(EXTRACTED MATERIAL begins)

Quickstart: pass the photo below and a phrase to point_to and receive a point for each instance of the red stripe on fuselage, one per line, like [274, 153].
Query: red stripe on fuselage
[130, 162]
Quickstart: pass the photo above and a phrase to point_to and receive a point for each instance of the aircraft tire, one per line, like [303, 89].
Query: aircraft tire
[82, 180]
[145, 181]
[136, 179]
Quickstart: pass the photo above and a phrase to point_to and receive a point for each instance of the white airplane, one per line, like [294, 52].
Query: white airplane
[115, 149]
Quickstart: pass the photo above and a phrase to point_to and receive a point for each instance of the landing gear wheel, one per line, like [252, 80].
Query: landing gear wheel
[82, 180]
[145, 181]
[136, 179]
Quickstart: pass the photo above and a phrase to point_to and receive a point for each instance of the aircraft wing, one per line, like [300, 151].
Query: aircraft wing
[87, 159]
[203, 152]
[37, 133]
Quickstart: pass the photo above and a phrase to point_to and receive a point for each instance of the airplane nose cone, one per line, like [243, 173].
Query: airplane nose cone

(EXTRACTED MATERIAL ends)
(EXTRACTED MATERIAL begins)

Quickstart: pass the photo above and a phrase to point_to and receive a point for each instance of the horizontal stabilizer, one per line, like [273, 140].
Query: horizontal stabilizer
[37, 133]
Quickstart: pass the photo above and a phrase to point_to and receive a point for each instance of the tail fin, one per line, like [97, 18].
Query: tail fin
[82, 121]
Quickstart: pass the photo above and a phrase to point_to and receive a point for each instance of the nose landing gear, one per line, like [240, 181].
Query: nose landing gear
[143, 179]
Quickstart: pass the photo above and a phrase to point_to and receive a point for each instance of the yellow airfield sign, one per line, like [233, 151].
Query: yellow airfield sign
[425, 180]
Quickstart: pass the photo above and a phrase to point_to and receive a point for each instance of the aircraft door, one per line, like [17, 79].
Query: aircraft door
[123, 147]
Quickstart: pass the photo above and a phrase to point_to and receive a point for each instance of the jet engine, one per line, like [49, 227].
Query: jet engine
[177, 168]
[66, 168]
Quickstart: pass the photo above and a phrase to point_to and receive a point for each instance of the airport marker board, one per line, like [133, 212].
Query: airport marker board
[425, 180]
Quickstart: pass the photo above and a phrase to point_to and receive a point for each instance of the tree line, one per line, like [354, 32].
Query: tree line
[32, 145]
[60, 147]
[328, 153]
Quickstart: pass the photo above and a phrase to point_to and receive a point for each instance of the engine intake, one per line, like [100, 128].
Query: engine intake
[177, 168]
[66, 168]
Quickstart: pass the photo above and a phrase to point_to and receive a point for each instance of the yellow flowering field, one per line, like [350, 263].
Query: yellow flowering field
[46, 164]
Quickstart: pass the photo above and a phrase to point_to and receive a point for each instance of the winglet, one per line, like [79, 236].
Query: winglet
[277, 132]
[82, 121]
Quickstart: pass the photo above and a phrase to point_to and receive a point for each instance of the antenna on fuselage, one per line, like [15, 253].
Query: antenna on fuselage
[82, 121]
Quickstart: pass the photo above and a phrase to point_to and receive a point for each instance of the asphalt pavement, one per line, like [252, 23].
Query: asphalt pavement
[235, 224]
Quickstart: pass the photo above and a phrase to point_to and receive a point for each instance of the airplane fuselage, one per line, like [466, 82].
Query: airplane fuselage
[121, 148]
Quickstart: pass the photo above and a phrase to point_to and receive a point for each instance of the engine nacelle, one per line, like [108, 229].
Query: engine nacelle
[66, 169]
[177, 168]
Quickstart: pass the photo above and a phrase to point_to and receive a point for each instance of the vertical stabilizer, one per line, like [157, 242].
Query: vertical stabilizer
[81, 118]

(EXTRACTED MATERIAL ends)

## REQUIRED WORK:
From the material above, report how many lines contain the word "cone", giving only the number.

## SOLUTION TO THIS TASK:
2